What the task asks => Rewrite the lines below as a numbered list, skipping any blank lines and leaving out the pictures.

═══ Information given

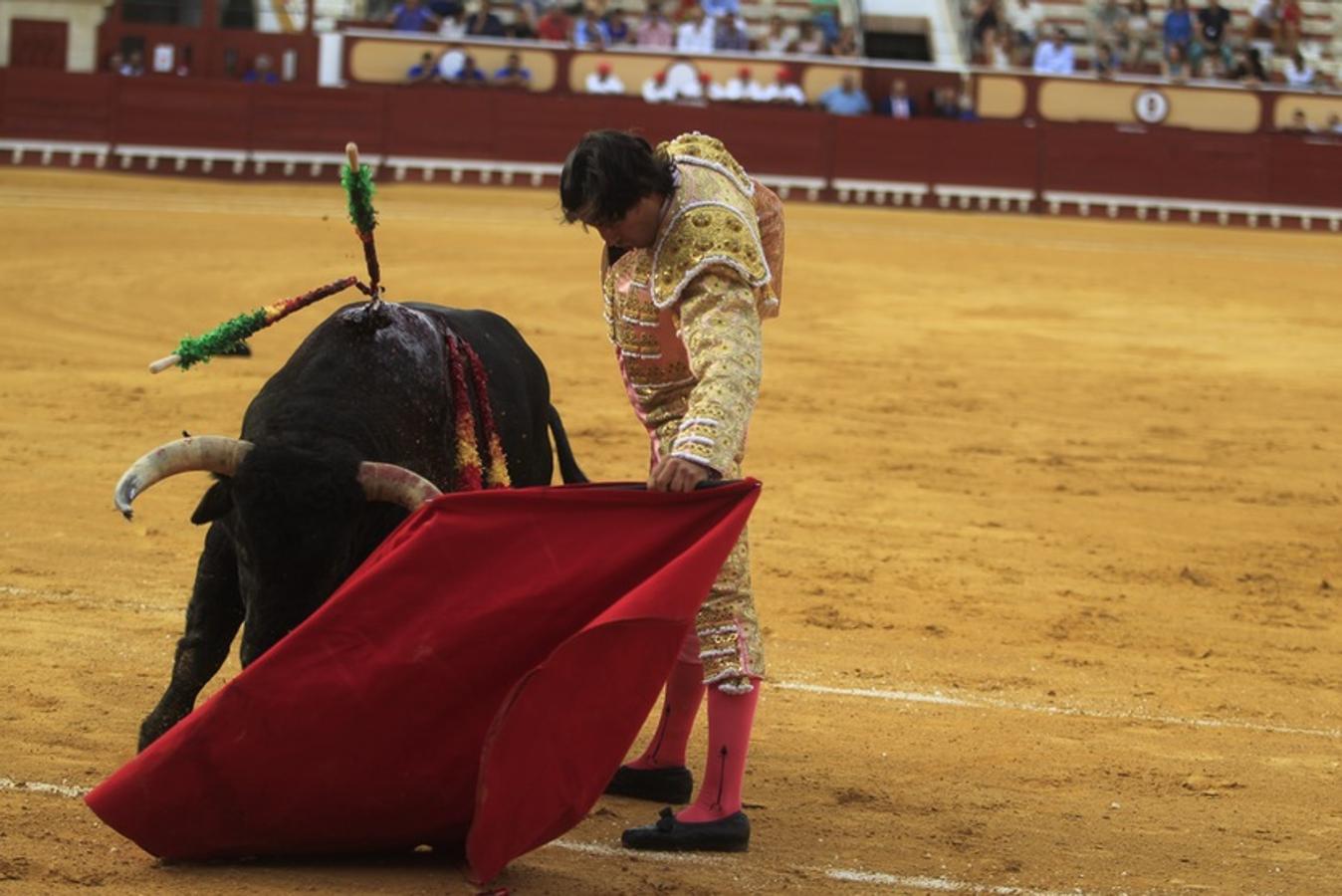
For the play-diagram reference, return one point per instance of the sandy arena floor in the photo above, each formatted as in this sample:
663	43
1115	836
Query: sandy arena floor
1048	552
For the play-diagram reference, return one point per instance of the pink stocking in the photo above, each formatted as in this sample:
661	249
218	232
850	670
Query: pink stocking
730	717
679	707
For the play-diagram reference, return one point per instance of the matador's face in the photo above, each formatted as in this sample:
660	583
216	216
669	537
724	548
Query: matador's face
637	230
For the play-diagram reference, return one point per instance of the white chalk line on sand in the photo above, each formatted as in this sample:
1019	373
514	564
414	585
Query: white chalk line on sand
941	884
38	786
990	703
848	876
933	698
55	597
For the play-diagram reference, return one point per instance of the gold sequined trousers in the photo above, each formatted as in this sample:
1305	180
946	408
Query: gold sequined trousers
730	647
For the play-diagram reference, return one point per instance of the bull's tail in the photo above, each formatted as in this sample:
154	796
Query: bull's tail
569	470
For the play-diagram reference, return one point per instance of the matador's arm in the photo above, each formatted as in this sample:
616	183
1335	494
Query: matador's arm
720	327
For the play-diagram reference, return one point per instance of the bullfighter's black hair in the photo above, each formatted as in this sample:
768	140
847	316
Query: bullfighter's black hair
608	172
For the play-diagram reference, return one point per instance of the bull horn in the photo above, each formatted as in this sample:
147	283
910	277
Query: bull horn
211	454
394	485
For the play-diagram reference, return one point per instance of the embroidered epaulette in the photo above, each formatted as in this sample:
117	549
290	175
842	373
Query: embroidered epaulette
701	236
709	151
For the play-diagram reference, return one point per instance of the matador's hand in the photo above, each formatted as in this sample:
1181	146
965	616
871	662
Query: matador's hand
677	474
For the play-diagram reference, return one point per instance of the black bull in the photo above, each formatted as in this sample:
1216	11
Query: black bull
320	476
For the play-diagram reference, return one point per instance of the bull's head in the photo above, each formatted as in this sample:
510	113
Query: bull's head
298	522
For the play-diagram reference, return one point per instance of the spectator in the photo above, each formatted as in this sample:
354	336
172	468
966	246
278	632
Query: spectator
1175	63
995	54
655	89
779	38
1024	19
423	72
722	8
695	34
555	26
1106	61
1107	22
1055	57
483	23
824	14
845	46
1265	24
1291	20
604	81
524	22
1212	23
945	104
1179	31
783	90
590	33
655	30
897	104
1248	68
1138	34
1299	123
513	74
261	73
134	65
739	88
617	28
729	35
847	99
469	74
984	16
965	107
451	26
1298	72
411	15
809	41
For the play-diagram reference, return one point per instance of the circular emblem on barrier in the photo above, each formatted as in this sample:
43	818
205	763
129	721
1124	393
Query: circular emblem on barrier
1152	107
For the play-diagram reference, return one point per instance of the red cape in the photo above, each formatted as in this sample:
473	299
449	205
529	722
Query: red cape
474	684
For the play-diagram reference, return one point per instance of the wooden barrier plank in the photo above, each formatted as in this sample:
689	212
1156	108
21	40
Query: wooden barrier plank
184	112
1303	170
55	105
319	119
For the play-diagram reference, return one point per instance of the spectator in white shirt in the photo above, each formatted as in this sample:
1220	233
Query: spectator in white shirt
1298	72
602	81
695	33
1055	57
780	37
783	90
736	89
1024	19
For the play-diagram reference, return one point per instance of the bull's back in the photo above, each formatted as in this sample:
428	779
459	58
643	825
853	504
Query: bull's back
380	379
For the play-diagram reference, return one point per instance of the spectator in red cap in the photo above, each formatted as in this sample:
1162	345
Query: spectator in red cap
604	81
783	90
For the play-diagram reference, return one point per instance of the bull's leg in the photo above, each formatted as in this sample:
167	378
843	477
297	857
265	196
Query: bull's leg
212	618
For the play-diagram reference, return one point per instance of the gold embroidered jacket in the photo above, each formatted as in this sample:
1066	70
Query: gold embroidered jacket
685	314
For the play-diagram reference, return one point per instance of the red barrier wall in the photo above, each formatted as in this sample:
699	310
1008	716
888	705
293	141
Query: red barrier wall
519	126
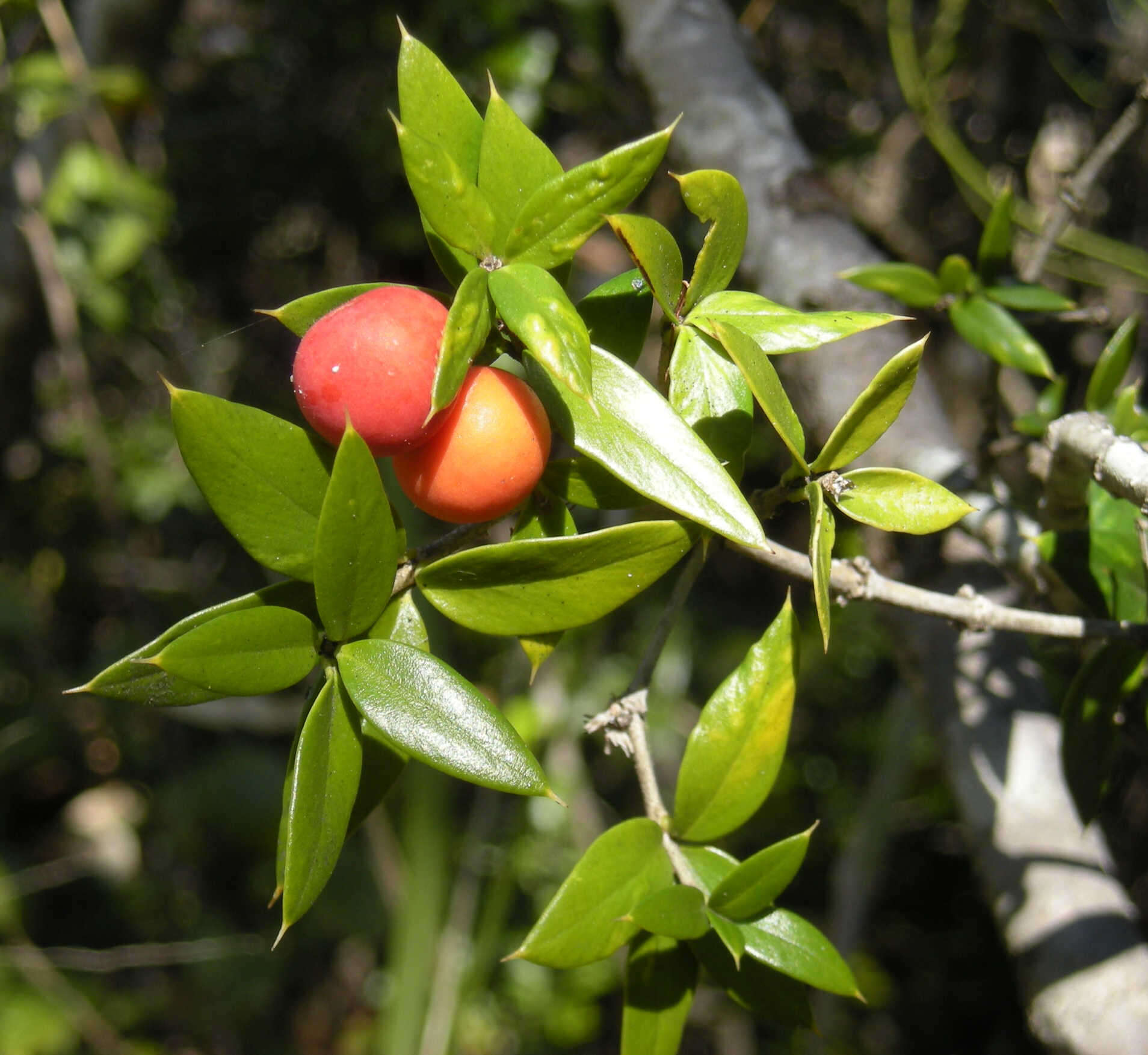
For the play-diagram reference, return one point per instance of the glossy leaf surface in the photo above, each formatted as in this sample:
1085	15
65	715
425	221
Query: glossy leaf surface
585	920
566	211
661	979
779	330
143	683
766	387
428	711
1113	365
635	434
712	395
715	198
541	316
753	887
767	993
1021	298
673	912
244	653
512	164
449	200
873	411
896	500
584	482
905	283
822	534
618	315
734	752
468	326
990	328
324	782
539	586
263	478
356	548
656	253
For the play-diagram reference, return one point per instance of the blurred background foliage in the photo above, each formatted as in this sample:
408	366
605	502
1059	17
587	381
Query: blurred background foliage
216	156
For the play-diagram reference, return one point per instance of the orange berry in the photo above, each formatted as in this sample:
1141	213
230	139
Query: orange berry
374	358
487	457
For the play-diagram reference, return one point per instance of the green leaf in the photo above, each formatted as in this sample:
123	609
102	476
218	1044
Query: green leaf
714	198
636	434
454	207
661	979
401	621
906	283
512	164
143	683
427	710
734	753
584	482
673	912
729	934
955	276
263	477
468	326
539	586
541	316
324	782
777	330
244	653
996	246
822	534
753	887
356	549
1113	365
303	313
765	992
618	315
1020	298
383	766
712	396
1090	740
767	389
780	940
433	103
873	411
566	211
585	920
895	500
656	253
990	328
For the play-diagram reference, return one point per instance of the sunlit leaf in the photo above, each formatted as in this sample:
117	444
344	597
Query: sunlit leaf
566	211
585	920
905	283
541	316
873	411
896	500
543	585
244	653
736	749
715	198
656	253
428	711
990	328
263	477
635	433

══════

Complete output =>
1. For the play-diagram reference, return one point per instance of the sandy arena floor in the photo above, each formatted as in this sample:
2. 663	43
3. 1115	836
4. Query: sandy arena floor
5. 1048	552
6. For the play-diagram reference, return one point per instance of the pink stocking in the photo above, each formatted as in this sample:
7. 661	249
8. 218	232
9. 850	670
10. Query: pink stocking
11. 730	717
12. 679	707
13. For the play-diagram reference, return one point per instance of the matador's face in the photo above, each formatted as in this sample:
14. 660	583
15. 216	216
16. 669	537
17. 724	548
18. Query: matador's face
19. 637	230
20. For the play-diagram reference, return one point per instance of the white chalk line on sand in the photo above, each formatted as in this sample:
21. 1019	373
22. 514	564
23. 414	585
24. Query: white chalk line on sand
25. 941	884
26. 38	786
27. 990	703
28. 848	876
29. 933	698
30. 55	597
31. For the play-diagram reference, return one point per instance of the gold sequined trousers in the photo above, each formatted as in this sample:
32. 1305	180
33. 946	408
34. Query: gold sequined trousers
35. 730	647
36. For the play-diagram reference, return one point per instance of the bull's tail in the photo above, each formatted as in this sample:
37. 154	796
38. Query: bull's tail
39. 569	470
40. For the play-diagram reference, return one point per instance of the matador's arm in the photo above, each formatted as in this sample:
41. 616	183
42. 1335	494
43. Query: matador's arm
44. 720	327
45. For the play-diagram reference, return one point per instance of the bullfighter's black hair in the photo above, each formatted as in this sample:
46. 768	140
47. 847	316
48. Query: bullfighter's black hair
49. 608	172
50. For the play-diagram reference, return one point per instance of the bull horn in the photo above, each formatted as in this sample:
51. 147	283
52. 910	277
53. Query: bull horn
54. 211	454
55. 394	485
56. For the play-diagram reference, return one point per instance of the embroidered epaulette in the photo above, each formatted as in this sample:
57. 117	549
58. 290	175
59. 842	373
60. Query: embroidered epaulette
61. 701	236
62. 709	151
63. For the play-diagram reference, return one point per instance of the matador's hand in the photo above, each formatted as in this sample:
64. 1181	146
65. 965	616
66. 871	662
67. Query: matador's hand
68. 677	474
69. For the play-diagram reference, return one point per instance of the black bull in the photo above, each formatted as in this sample:
70. 1216	11
71. Query: black bull
72. 320	476
73. For the play-diagram reference, return one point per instance of the bull's head in the photo above, each formatted as in this sample:
74. 510	113
75. Query: bull's head
76. 298	522
77. For the play-diagram reference, return one point per instance of the spectator in the photo above, each formatted as in this sample:
78. 354	336
79. 172	468
80. 966	246
81. 278	632
82. Query: spectator
83. 1175	63
84. 995	54
85. 655	89
86. 779	38
87. 1024	19
88. 423	72
89. 722	8
90. 695	34
91. 555	26
92. 1106	61
93. 1107	22
94. 1055	57
95. 483	23
96. 824	14
97. 845	46
98. 1265	24
99. 1291	20
100. 604	81
101. 524	22
102. 1212	23
103. 945	104
104. 1179	31
105. 783	90
106. 590	33
107. 655	30
108. 897	104
109. 1248	68
110. 1138	34
111. 1299	123
112. 513	74
113. 261	73
114. 134	65
115. 739	88
116. 617	28
117. 729	35
118. 847	99
119. 469	74
120. 984	16
121. 965	107
122. 451	26
123. 1298	72
124. 411	15
125. 809	41
126. For the play-diagram reference, return one point per instance of the circular emblem on barrier in the photo above, each formatted as in this sample:
127. 43	818
128. 205	763
129. 129	721
130. 1124	393
131. Query: circular emblem on barrier
132. 1152	107
133. For the play-diagram reference, return one point per instance of the red cape in the photo above, each formatted as in this sample:
134. 473	299
135. 449	205
136. 529	722
137. Query: red cape
138. 474	684
139. For the play-diagram reference, return one point per instance of the wooden barrier plank in the photo above, each formatted as in this sample:
140. 689	212
141. 1156	108
142. 21	40
143. Query: wooden barrier plank
144. 184	112
145. 1303	170
146. 55	105
147. 319	119
148. For the play-diagram reference, return one point per instance of the spectator in white shirt in the photo above, each formatted as in this sample:
149. 1220	233
150. Query: spectator in white shirt
151. 1298	72
152. 602	81
153. 695	33
154. 1055	57
155. 780	37
156. 783	90
157. 736	89
158. 1024	19
159. For the play-diagram reference, return one point per instance of the bull's back in the photo above, each formatted as in this sample:
160. 428	779
161. 459	58
162. 643	825
163. 853	504
164. Query: bull's back
165. 380	379
166. For the play-diagram reference, return one point per instance of the spectator in red cap in the photo above, each formatted as in this sample:
167. 1162	345
168. Query: spectator in red cap
169. 604	81
170. 783	90
171. For the play-diagram reference, return one point per instance of the bull's leg in the photo above, each formatted as in this sample:
172. 167	378
173. 843	477
174. 297	857
175. 265	196
176. Query: bull's leg
177. 212	618
178. For the play-diagram reference, return one point per instance of the gold embroidered jacket in the photo above, each formatted as in this sample:
179. 1066	70
180. Query: gold embroidered jacket
181. 685	314
182. For the play-diagram reference, return one point per instance of the red barrier wall in the photo above, each formatted as in this sample:
183. 699	310
184. 1008	716
185. 888	705
186. 293	141
187. Query: red barrier wall
188. 519	126
189. For the play-diagram reference, return one point per instance of the glossy leaf surface in the photo above, each formatted as in this sample:
190. 1085	15
191. 65	715
192. 425	221
193. Query: glossy leaf surface
194. 585	920
195. 566	211
196. 661	979
197. 779	330
198. 143	683
199. 766	387
200. 428	711
201. 1113	365
202. 635	434
203. 712	395
204. 715	198
205. 541	316
206. 753	887
207. 767	993
208. 1021	298
209. 673	912
210. 244	653
211. 512	164
212. 449	200
213. 873	411
214. 896	500
215. 584	482
216. 905	283
217. 822	534
218. 618	315
219. 734	752
220. 468	326
221. 990	328
222. 324	782
223. 539	586
224. 263	478
225. 356	548
226. 656	253
227. For the play-diagram reference, return one point per instance of the blurred background foliage in the photo above, each formatted as in this sample:
228. 408	366
229. 605	502
230. 1059	17
231. 587	381
232. Query: blurred background foliage
233. 216	156
234. For the play-diagram reference, return one point per instance of the orange berry in the photo above, each formatted as in this sample:
235. 1141	213
236. 230	139
237. Query: orange berry
238. 374	358
239. 487	457
240. For the play-diagram reference, return one point per instance of the green leaf in the photo above, each formatted as in this sample:
241. 123	609
242. 102	476
243. 218	1044
244. Query: green leaf
245. 714	198
246. 636	434
247. 454	207
248. 661	979
249. 401	621
250. 906	283
251. 512	164
252. 143	683
253. 427	710
254. 734	753
255. 584	482
256. 673	912
257. 729	934
258. 955	276
259. 263	477
260. 468	326
261. 539	586
262. 541	316
263. 324	782
264. 777	330
265. 244	653
266. 996	246
267. 822	534
268. 753	887
269. 356	549
270. 1113	365
271. 303	313
272. 765	992
273. 618	315
274. 1020	298
275. 383	766
276. 712	396
277. 1090	740
278. 767	389
279. 780	940
280. 433	103
281. 873	411
282. 566	211
283. 585	920
284. 895	500
285. 656	253
286. 990	328
287. For the play-diagram reference, return one point per instance of the sunlit leaf in the photo above, each formatted as in this sample:
288. 117	444
289. 344	597
290. Query: sunlit leaf
291. 566	211
292. 585	920
293. 905	283
294. 541	316
295. 873	411
296. 896	500
297. 543	585
298. 244	653
299. 736	749
300. 715	198
301. 656	253
302. 428	711
303. 990	328
304. 263	477
305. 635	433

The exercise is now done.